┌─ 選段
筆者粗粗統計了一下為蓋洛呼籲的106位科學家,其中意大利的科學家36位,美國的34位,以色列的5位,瑞典的4位,也有德,法,日,加,西班牙,英國的科學家的加盟。鑒於蓋洛先生雖然生於美國康州(http://www.faqs.org/health/bios/39/Robert-C- Gallo.html),但他的祖籍是來自意大利,不難理解為他呼籲的科學家主要是來自意美兩國的了。科學雜誌原文見:http://www.sciencemag.org/cgi/content/full/323/5911/206
蓋洛事件曾經是上世紀八十年代末,九十年代初期轟動科學界的大事。事情的起因是法國巴斯德研究所的科學家蒙塔尼和他的學生西諾西共同從一名法國時裝設計師佛瑞德克(Frederic Brugiere)分離出了一種病毒叫淋巴結病相關病毒(lymphadenopathy associated virus (LAV),成果發表在1983年5月20日的《科學》雜誌上 (Science (vol 220, p 868). 一年後,也就是1984年5月4日,《科學》雜誌也發表了美國國立衛生院癌症研究所的蓋洛博士領導的團隊的成果,他們發現的病毒叫T細胞白血病/淋巴結病 3B型病毒(T-cell leukaemia/lymphoma virus type IIIB)。此後的研究蓋洛博士團隊一直領先,蓋洛博士還發現了白細胞介素-2,他的文章的引用率從1983年到1990年達到了36000次,人們也發現這兩種病毒其實就是一種,後來通一命名為人類免 疫缺陷病毒(HIV)。從此也有了兩家之爭,到底誰第一個發現了愛滋病病毒(HIV), 當時的爭論在1987年達到高潮上了法庭,很多科學家都卷入事件, 甚至驚動了當時的法國總理希拉克和美國總統裏根!甚至總統總理來出麵來調停這場爭論,最後達成協議蒙塔尼和蓋洛是愛滋病病毒的共同發現者!
└─
請根據選段回答:蒙塔尼和西諾西分離出病毒的成果發表在哪一天的《科學》雜誌上? 這些條目與選段內容無關。
┌─ 提取資料
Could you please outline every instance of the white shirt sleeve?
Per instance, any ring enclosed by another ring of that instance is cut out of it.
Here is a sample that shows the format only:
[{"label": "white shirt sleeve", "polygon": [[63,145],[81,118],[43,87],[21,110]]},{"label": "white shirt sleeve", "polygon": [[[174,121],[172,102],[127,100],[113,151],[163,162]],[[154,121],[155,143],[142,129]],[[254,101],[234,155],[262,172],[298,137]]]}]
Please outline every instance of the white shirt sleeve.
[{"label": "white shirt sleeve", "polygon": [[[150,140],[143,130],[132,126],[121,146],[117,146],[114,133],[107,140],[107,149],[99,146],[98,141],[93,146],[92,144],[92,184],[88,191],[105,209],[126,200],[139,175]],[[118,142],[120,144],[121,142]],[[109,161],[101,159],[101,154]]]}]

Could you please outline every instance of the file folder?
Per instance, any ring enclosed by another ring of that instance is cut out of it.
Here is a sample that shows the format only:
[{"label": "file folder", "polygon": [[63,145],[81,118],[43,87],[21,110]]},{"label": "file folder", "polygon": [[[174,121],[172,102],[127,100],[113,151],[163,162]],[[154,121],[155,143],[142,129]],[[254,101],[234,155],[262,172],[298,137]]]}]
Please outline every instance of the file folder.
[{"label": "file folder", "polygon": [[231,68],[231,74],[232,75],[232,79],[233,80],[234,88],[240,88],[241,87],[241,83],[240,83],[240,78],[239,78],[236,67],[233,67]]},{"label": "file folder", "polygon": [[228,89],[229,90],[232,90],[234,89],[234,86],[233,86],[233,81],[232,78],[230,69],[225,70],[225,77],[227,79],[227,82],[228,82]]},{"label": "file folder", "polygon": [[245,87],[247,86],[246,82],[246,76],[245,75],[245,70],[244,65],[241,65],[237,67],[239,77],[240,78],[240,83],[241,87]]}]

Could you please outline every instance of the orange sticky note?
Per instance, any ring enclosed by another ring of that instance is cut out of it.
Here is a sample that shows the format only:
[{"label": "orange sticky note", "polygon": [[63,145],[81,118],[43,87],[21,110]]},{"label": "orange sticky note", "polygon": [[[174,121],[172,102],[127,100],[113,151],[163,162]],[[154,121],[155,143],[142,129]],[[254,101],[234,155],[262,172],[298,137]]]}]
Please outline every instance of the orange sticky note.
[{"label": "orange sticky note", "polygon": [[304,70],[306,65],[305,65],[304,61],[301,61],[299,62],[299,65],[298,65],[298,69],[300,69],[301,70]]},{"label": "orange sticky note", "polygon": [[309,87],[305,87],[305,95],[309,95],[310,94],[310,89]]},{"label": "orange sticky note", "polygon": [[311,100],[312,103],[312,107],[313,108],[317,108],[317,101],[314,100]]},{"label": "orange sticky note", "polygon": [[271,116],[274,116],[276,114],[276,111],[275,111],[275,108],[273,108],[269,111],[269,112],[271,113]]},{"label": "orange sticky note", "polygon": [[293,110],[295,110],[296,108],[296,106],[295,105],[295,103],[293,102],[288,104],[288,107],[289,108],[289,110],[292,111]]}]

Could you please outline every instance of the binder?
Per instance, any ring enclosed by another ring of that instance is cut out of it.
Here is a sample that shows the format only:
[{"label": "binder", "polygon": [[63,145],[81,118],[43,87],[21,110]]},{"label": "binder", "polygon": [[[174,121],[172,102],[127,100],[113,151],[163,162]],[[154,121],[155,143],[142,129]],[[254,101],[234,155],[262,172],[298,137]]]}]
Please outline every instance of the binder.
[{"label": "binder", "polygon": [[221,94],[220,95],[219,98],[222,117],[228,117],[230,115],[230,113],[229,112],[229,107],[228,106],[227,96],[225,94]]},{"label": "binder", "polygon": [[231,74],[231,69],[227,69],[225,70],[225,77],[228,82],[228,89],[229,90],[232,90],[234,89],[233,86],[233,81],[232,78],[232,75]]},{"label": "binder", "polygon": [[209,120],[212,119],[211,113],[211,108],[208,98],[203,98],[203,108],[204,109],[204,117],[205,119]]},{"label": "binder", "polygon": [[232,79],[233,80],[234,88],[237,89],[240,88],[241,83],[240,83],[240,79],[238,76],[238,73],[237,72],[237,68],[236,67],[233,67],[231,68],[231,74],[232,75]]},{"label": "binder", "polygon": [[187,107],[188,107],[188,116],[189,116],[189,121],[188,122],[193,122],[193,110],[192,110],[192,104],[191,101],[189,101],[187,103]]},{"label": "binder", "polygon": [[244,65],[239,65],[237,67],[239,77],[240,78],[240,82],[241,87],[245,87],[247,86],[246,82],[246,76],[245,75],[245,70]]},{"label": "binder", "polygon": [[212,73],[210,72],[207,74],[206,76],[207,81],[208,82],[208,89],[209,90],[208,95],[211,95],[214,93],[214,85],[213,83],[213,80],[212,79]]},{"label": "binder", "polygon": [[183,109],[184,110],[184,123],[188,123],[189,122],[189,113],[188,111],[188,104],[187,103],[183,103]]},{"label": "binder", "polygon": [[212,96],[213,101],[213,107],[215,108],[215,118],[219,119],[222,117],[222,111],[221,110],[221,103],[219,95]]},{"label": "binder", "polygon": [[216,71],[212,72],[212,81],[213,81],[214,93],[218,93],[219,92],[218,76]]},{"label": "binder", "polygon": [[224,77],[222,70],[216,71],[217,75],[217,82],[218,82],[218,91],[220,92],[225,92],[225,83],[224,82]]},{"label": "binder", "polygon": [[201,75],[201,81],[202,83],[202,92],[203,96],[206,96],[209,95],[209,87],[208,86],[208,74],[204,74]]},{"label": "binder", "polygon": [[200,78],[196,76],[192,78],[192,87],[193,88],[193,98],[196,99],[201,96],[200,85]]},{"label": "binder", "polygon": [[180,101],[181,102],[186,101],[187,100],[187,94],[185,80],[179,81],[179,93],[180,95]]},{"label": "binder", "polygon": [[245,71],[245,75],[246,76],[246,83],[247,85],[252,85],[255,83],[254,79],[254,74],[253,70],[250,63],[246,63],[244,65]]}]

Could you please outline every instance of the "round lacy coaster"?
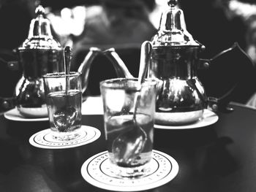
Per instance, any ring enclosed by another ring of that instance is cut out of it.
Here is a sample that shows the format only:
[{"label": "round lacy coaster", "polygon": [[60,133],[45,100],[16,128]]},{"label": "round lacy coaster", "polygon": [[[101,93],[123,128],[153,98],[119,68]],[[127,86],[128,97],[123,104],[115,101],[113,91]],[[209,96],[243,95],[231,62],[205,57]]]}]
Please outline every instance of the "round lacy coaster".
[{"label": "round lacy coaster", "polygon": [[152,157],[150,172],[140,177],[122,178],[114,175],[110,169],[108,151],[86,160],[81,167],[81,174],[85,180],[100,188],[116,191],[148,190],[168,183],[178,172],[177,161],[170,155],[153,150]]},{"label": "round lacy coaster", "polygon": [[50,128],[42,130],[29,138],[29,143],[34,147],[44,149],[72,148],[92,142],[100,137],[100,131],[91,126],[82,126],[79,136],[69,141],[59,141],[54,139]]}]

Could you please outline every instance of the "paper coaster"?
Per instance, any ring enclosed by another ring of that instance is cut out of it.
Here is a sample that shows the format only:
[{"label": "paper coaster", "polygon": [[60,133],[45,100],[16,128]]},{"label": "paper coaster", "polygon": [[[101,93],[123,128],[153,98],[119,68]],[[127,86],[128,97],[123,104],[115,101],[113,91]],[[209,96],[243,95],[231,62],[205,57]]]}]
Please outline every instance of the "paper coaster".
[{"label": "paper coaster", "polygon": [[157,150],[153,150],[149,164],[151,169],[148,174],[136,178],[120,178],[111,173],[108,153],[104,151],[86,160],[81,167],[81,174],[85,180],[100,188],[138,191],[162,185],[173,180],[178,172],[177,161]]},{"label": "paper coaster", "polygon": [[50,128],[39,131],[29,138],[29,143],[34,147],[44,149],[64,149],[81,146],[97,139],[100,131],[96,128],[82,126],[80,135],[69,141],[59,141],[53,139],[53,132]]}]

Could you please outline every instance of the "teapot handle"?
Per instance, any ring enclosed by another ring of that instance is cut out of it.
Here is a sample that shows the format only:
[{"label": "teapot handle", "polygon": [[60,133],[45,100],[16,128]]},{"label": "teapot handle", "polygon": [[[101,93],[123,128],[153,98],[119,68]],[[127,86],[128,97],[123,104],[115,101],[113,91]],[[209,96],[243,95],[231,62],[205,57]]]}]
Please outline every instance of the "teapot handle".
[{"label": "teapot handle", "polygon": [[[253,63],[252,61],[250,59],[249,56],[240,47],[238,44],[237,42],[235,42],[232,47],[230,48],[225,50],[219,53],[219,54],[216,55],[214,58],[211,59],[200,59],[199,61],[199,69],[211,69],[211,66],[214,65],[214,60],[219,59],[222,56],[223,56],[226,53],[231,53],[232,51],[235,51],[235,50],[238,51],[238,54],[241,55],[243,57],[243,66],[241,66],[241,69],[243,67],[247,67],[247,70],[250,70],[249,69],[253,68]],[[246,66],[248,64],[247,66]],[[245,74],[246,75],[246,74]],[[231,88],[229,88],[229,90],[222,95],[219,97],[212,97],[208,96],[207,98],[207,107],[208,109],[214,111],[214,112],[230,112],[234,110],[233,108],[230,107],[229,106],[229,103],[232,101],[232,98],[233,96],[234,93],[236,91],[236,88],[238,87],[239,81],[242,80],[241,75],[236,75],[236,82],[232,85]]]},{"label": "teapot handle", "polygon": [[83,61],[78,68],[78,72],[82,74],[82,93],[83,93],[88,86],[88,77],[91,69],[91,65],[94,58],[101,53],[101,50],[97,47],[91,47]]},{"label": "teapot handle", "polygon": [[118,77],[134,78],[114,48],[105,50],[102,53],[111,61]]}]

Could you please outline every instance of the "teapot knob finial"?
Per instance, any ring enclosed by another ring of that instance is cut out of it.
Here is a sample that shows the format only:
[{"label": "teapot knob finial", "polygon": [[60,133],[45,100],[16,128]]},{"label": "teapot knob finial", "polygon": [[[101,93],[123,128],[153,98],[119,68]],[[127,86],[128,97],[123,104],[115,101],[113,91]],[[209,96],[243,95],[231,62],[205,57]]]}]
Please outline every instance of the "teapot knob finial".
[{"label": "teapot knob finial", "polygon": [[174,7],[178,4],[178,0],[168,0],[168,5],[170,7]]},{"label": "teapot knob finial", "polygon": [[45,8],[42,5],[39,5],[36,8],[35,12],[37,15],[45,15]]}]

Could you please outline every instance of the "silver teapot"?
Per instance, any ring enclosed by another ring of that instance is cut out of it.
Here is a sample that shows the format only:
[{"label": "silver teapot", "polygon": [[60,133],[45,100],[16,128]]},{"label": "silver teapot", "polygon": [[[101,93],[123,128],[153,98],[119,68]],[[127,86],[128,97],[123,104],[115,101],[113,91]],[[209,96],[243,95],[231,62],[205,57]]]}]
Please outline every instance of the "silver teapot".
[{"label": "silver teapot", "polygon": [[45,9],[38,6],[36,18],[31,21],[29,35],[17,49],[18,65],[23,75],[15,89],[15,105],[26,118],[48,115],[42,76],[49,72],[64,72],[63,49],[51,34]]},{"label": "silver teapot", "polygon": [[[204,50],[205,46],[195,40],[187,31],[184,13],[177,7],[177,1],[169,0],[168,5],[169,9],[162,15],[159,31],[152,37],[151,53],[142,52],[145,54],[140,55],[140,61],[150,61],[149,64],[144,64],[148,66],[147,77],[159,81],[156,123],[171,126],[192,123],[202,118],[206,109],[214,112],[233,111],[228,104],[236,89],[236,83],[220,97],[208,96],[197,72],[209,69],[211,65],[214,65],[212,69],[219,66],[217,63],[222,64],[222,60],[226,57],[226,53],[235,55],[231,55],[233,58],[240,55],[244,61],[243,64],[247,63],[250,66],[252,66],[251,60],[236,43],[213,58],[200,58],[199,54]],[[91,61],[99,53],[103,53],[112,61],[118,77],[133,77],[113,48],[102,51],[91,47],[78,69],[83,75],[83,91],[86,89]],[[230,56],[230,54],[227,55]]]}]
└─
§ 你的解答
1983年5月20日。